__Reading text__:
***

Eshla are naturally empathic pacifists, negotiators and artists. Though physically frail, their knowledge of
science is the highest in the galaxy and cultures hold them in high esteem for
their incredible works of art and goodwill.
Many a ship use Eshla as councilors and healers, especially when salving
the mind-ravaging effects of Siegers.
Eshla themselves, because of their sensitive natures, are
extraordinarily susceptible to crew morale.
Additionally, they find it difficult to bear the empathic pain of
combat, and so must be kept away from active fighting.
Gameplay
Emphasis: Diplomacy, negotiation builds reputation, which in turn builds
loyalty and morale
Shay-Saan
– In a last
ditch gamble when the Siegers fell on their final colony, the Shay-Saan sent
their women and children into the far future via a wormhole and stayed behind
to cover their escape. Those that
survived destroyed the largest Sieger horde in galactic history, but paid the
price with mutated bodies. Possessing
the technology of consciousness transfer, the Shay-Saan evolved perfect biotech
warrior frames and are now the only race that can project shields from their
biomechanical flesh. To keep their
purpose unified, every Shay-Saan cloned is ritually reinitialized with the
trauma of the attack. Their society is
supported by the Battle Church, which supplies all weapons and gear. By earning favor with the Church, Shay-Saan
players are free to hunt down the Sieger threat and make the galaxy safe for
the return of their families.

***

__Extracted information__:
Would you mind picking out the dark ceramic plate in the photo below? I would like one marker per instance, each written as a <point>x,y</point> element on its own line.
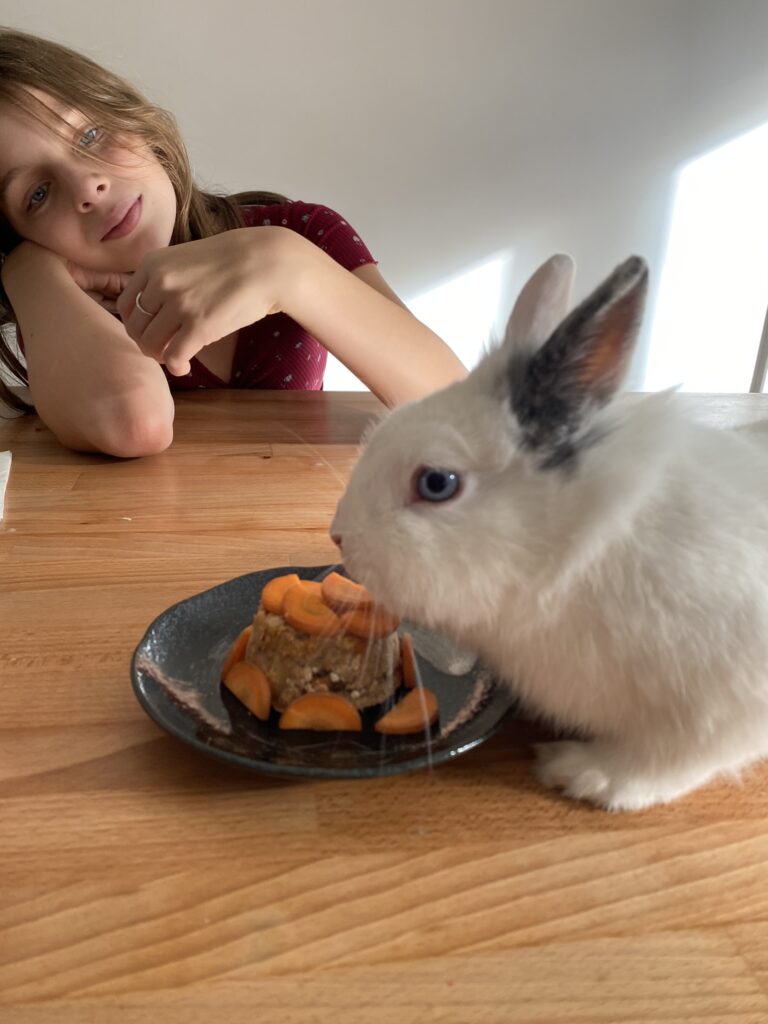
<point>175,674</point>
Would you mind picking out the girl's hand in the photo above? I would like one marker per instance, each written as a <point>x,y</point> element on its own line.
<point>195,293</point>
<point>102,287</point>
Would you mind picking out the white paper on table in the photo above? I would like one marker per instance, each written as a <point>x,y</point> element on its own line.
<point>4,473</point>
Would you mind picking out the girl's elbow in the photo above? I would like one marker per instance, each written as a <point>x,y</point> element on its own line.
<point>123,436</point>
<point>137,436</point>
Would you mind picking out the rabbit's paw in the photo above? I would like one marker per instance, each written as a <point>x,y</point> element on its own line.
<point>597,772</point>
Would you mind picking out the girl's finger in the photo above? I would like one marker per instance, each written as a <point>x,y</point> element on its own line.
<point>184,344</point>
<point>127,300</point>
<point>157,334</point>
<point>140,320</point>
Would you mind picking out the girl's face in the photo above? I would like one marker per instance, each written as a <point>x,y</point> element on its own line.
<point>104,213</point>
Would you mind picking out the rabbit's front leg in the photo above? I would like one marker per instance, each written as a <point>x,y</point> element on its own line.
<point>609,774</point>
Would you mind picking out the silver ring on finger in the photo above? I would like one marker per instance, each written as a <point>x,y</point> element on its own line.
<point>140,308</point>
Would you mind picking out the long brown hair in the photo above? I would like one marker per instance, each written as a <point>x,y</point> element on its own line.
<point>30,62</point>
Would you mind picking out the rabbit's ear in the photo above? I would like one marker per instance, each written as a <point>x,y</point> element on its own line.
<point>582,365</point>
<point>541,305</point>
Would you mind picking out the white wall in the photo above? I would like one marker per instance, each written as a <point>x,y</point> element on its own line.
<point>448,131</point>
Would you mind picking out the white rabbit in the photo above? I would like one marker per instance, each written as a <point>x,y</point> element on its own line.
<point>603,555</point>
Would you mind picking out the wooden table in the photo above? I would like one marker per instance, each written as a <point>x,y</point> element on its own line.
<point>143,883</point>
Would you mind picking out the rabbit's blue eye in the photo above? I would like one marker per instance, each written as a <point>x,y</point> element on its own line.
<point>434,484</point>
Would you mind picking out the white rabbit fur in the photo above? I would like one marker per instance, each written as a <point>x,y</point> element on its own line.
<point>613,570</point>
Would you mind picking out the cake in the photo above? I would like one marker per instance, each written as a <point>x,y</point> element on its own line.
<point>329,637</point>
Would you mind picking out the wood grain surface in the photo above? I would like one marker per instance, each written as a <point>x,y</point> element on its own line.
<point>140,882</point>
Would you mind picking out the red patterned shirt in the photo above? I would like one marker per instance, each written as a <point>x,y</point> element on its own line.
<point>278,352</point>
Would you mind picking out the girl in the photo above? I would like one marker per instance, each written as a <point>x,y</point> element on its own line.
<point>127,282</point>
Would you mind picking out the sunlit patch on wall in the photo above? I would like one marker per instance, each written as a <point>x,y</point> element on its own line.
<point>463,310</point>
<point>714,283</point>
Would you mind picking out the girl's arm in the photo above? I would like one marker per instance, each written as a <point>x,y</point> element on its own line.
<point>89,382</point>
<point>201,291</point>
<point>379,339</point>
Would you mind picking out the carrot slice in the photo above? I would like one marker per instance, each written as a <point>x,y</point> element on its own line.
<point>327,712</point>
<point>343,595</point>
<point>274,592</point>
<point>238,650</point>
<point>408,658</point>
<point>416,712</point>
<point>251,687</point>
<point>304,608</point>
<point>372,625</point>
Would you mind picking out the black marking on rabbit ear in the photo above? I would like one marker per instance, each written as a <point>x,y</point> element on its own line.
<point>580,367</point>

***

__Work instructions__:
1. Reproduce the passage on the Eshla and Shay-Saan word for word, beginning at the words "Many a ship" and stopping after the words "from active fighting.".
2. Resume the passage on the Eshla and Shay-Saan, writing on from the point where it ends.
The records play no part in this work.

__Answers for the exercise__:
1.
Many a ship use Eshla as councilors and healers, especially when salving
the mind-ravaging effects of Siegers.
Eshla themselves, because of their sensitive natures, are
extraordinarily susceptible to crew morale.
Additionally, they find it difficult to bear the empathic pain of
combat, and so must be kept away from active fighting.

2.
Gameplay
Emphasis: No money, leveling and missions through Battle Church, obligation
system where all Shay-Saan must help one another, shieldblade combat
Xinzau
– Millions of
years before the Siegers, a neutron star wandered through a nebula where icy
temperatures had allowed a massive, superconducting crystalline being to
evolve. The disastrous contact
fragmented the creature but allowed it to grow into an intelligent race of
millions of self-aware shards. Unlike
the original being, each was capable of teleportation, and they began to use
this newfound skill to explore the galaxy.
By creating silicon-based automata made from their own hollowed-out
interiors, these creatures, known collectively as the Xinzau, have been able to
explore planets and interact with other species. While creating automata diminishes a Xinzau and effectively
customizes them along a specific, unchangeable path, they have developed a
unique solution. Through negotiation
and trade, Xinzau temporarily bond with one another to create larger classes of
shardships whose capabilities arise from the member shards. While their internal automata cannot employ
technology, it can mimic any effects they sample and survive. The Xinzau now seek to gather enough
resources to protect their largest and wisest fragment, Mindhome, from Sieger
detection and attack.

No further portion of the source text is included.